▶ _ROWS_

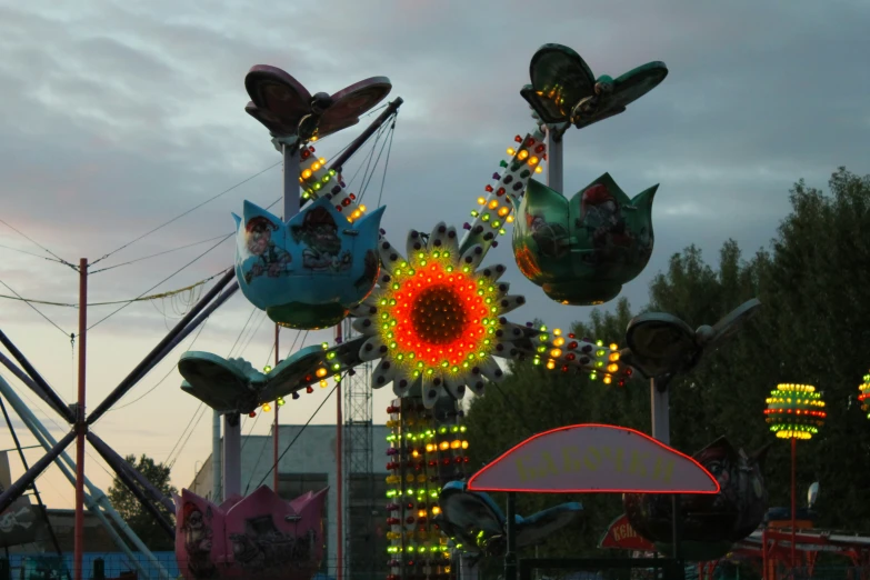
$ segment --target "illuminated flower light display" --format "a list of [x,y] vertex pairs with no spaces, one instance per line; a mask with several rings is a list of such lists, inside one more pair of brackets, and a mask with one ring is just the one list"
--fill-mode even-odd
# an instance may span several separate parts
[[867,411],[867,418],[870,419],[870,372],[864,374],[863,382],[858,387],[861,394],[858,396],[858,401],[861,403],[861,409]]
[[463,413],[457,401],[441,399],[430,410],[417,397],[394,400],[387,412],[388,580],[448,578],[448,539],[434,519],[443,486],[467,476]]
[[502,316],[526,301],[499,282],[506,268],[478,270],[483,250],[460,253],[456,229],[444,223],[429,236],[410,231],[407,259],[386,240],[379,249],[386,272],[353,311],[353,328],[369,337],[360,359],[382,359],[372,386],[392,382],[399,397],[419,386],[431,408],[446,392],[461,399],[466,386],[481,393],[484,379],[500,380],[493,356],[511,347],[498,332],[507,323]]
[[810,439],[828,416],[821,394],[810,384],[778,384],[767,403],[767,422],[780,439]]

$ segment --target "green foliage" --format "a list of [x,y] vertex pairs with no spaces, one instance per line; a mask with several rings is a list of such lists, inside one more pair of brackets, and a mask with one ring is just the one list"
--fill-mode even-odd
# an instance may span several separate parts
[[[764,399],[780,382],[814,384],[829,413],[821,433],[798,442],[798,502],[819,481],[819,526],[870,531],[870,422],[856,401],[870,368],[870,176],[840,168],[830,194],[803,181],[791,190],[792,211],[769,250],[749,260],[733,240],[719,263],[704,262],[694,246],[671,257],[650,284],[644,311],[674,314],[690,327],[713,324],[746,300],[762,308],[718,351],[671,382],[671,443],[688,453],[719,436],[752,451],[771,444],[766,466],[771,506],[789,504],[789,443],[768,430]],[[578,336],[624,342],[632,312],[619,301],[613,313],[593,310]],[[603,422],[650,430],[649,388],[642,379],[620,389],[583,376],[546,371],[528,363],[470,406],[470,453],[481,467],[529,436],[554,427]],[[864,499],[862,499],[864,497]],[[497,497],[504,504],[503,497]],[[558,501],[580,501],[584,526],[558,533],[540,556],[608,556],[596,549],[607,524],[622,513],[614,496],[522,494],[528,514]]]
[[[124,460],[130,463],[139,473],[150,481],[164,496],[171,497],[178,490],[172,487],[170,481],[171,468],[164,463],[156,463],[153,459],[142,453],[137,461],[136,456],[127,456]],[[117,477],[109,488],[109,501],[118,513],[132,528],[139,539],[151,550],[173,550],[174,544],[166,532],[154,521],[154,518],[139,503],[139,500],[130,492],[127,486]],[[171,522],[172,516],[162,507],[158,506],[163,516]]]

▶ _GIVEN PROBLEM_
In the copy, include all records verbatim but no images.

▶ _SOLUTION TO THE PROBLEM_
$ segment --target "illuminated flower light display" --format "a list of [x,y] vertex pairs with no spaces, one instance per line; a mask with several rings is a list of such lists, inside one more pair of brackets, and a mask with one ring is just the one list"
--fill-mode even-odd
# an instance may span several separate parts
[[867,411],[867,418],[870,419],[870,372],[864,374],[863,382],[858,387],[861,394],[858,396],[858,401],[861,403],[861,409]]
[[463,413],[457,401],[441,399],[430,410],[417,397],[394,400],[387,412],[388,580],[448,578],[448,539],[434,519],[443,486],[467,476]]
[[502,316],[526,301],[499,282],[506,268],[478,270],[483,250],[460,253],[456,229],[444,223],[429,236],[410,231],[407,259],[386,240],[379,249],[386,272],[353,311],[353,328],[369,337],[360,359],[382,359],[372,386],[392,382],[399,397],[419,386],[431,408],[446,392],[461,399],[466,386],[481,393],[484,379],[500,380],[493,356],[511,347],[498,332],[507,323]]
[[810,439],[828,416],[821,394],[810,384],[778,384],[767,403],[767,422],[780,439]]

$ segment --target "green foliage" --format "a list of [x,y] vertex pairs with no spaces, one instance per line; a mask with several rings is a list of such lists, inside one more pair of brackets, and a mask with one ring is just the one list"
--fill-mode even-odd
# an instance may span several separate parts
[[[764,399],[780,382],[814,384],[829,413],[821,433],[798,442],[798,502],[819,481],[819,526],[870,531],[870,422],[856,401],[870,368],[870,176],[840,168],[830,194],[803,181],[791,190],[792,211],[769,250],[749,260],[733,240],[719,263],[704,262],[694,246],[671,257],[650,284],[644,311],[674,314],[690,327],[713,324],[746,300],[762,308],[718,351],[671,382],[671,443],[688,453],[719,436],[752,451],[771,444],[766,466],[771,506],[789,504],[789,443],[768,430]],[[578,336],[624,342],[632,312],[619,301],[613,313],[593,310]],[[603,422],[650,430],[649,388],[642,379],[620,389],[583,376],[546,371],[528,363],[470,406],[470,453],[481,467],[529,436],[554,427]],[[864,499],[862,499],[864,497]],[[497,497],[504,504],[503,497]],[[558,501],[580,501],[584,526],[558,533],[540,556],[608,556],[596,549],[607,524],[622,513],[614,496],[522,494],[528,514]]]
[[[124,460],[130,463],[139,473],[150,481],[164,496],[171,497],[178,490],[172,487],[170,481],[171,468],[164,463],[156,463],[153,459],[142,453],[137,461],[136,456],[127,456]],[[117,477],[109,488],[109,501],[118,513],[132,528],[139,539],[151,550],[173,550],[174,544],[166,532],[154,521],[154,518],[139,503],[139,500],[130,492],[127,486]],[[171,522],[172,516],[162,507],[158,506],[163,516]]]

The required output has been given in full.